◆ Dataset content
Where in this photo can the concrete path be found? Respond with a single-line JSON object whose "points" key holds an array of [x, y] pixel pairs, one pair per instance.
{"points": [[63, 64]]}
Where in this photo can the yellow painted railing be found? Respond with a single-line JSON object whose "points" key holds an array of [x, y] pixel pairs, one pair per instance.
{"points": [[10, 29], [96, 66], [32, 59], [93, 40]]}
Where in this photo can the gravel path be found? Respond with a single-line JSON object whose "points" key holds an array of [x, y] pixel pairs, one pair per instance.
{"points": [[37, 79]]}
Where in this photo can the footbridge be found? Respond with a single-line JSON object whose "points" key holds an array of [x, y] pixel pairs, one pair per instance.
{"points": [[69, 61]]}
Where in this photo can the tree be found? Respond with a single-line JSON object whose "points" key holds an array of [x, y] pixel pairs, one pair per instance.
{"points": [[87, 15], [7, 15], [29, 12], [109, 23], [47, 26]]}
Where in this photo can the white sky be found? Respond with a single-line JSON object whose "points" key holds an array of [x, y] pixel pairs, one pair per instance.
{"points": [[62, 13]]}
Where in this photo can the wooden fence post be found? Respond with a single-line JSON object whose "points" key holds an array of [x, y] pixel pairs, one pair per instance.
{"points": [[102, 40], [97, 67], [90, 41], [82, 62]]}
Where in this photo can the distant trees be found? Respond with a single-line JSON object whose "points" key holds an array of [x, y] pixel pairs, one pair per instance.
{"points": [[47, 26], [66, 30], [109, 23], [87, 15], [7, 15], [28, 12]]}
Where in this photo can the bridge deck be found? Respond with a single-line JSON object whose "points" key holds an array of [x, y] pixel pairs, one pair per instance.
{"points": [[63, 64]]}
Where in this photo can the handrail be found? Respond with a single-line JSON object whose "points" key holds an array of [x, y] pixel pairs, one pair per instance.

◆ What is expected
Would you write down every record again, exactly?

◆ The completed task
Where in this photo can the concrete path be found? Respond with a single-line JSON object whose "points" key holds an array of [x, y] pixel pairs, one pair per instance.
{"points": [[63, 64]]}
Where in this photo can the yellow painted railing be found? Respond with a single-line JSON object whose "points" key holds an array of [x, y] pixel pairs, one pair per instance.
{"points": [[10, 29], [96, 66], [32, 59], [93, 40]]}
Where in this photo can the gravel path be found? Respond with a single-line JSON object whose "points" key holds an array of [x, y] pixel pairs, one pair per instance.
{"points": [[37, 79]]}
Where in this photo can the footbridge be found? Respond with a single-line JSON object whose "points" key holds an array of [x, y] pixel pairs, one pair per instance.
{"points": [[69, 61]]}
Where in this photo can the tree be found? Respond with a single-line JSON object whose "points" key holds an array of [x, y] pixel pairs, one pair per instance.
{"points": [[87, 15], [7, 15], [29, 12], [109, 23], [47, 26]]}
Where in this photo can the white sky be found? Respond with a single-line JSON object whose "points" key holds an array of [x, y] pixel pairs, one pair per instance.
{"points": [[62, 13]]}
Where in this photo can the wooden fence post be found? Respond with a single-line JSON object whose "points" key holds an array of [x, y] pixel pairs, one pair per instance.
{"points": [[102, 40], [97, 67], [90, 41], [82, 62]]}
Where in this photo can the distant trees be found? Respond with a single-line JSON object whose "points" key holds an array of [x, y] pixel pairs, one pair per instance.
{"points": [[47, 26], [66, 30], [109, 23], [87, 15], [7, 15], [28, 12]]}
Where in this photo can the bridge deck be found? Respond with a single-line JSON object whose "points" key holds an array of [x, y] pixel pairs, one pair per instance.
{"points": [[63, 64]]}
Where in this photo can the handrail be found? Respond with a single-line JSON object whose "points" key holds an array of [x, y] pixel pairs, one pair per instance.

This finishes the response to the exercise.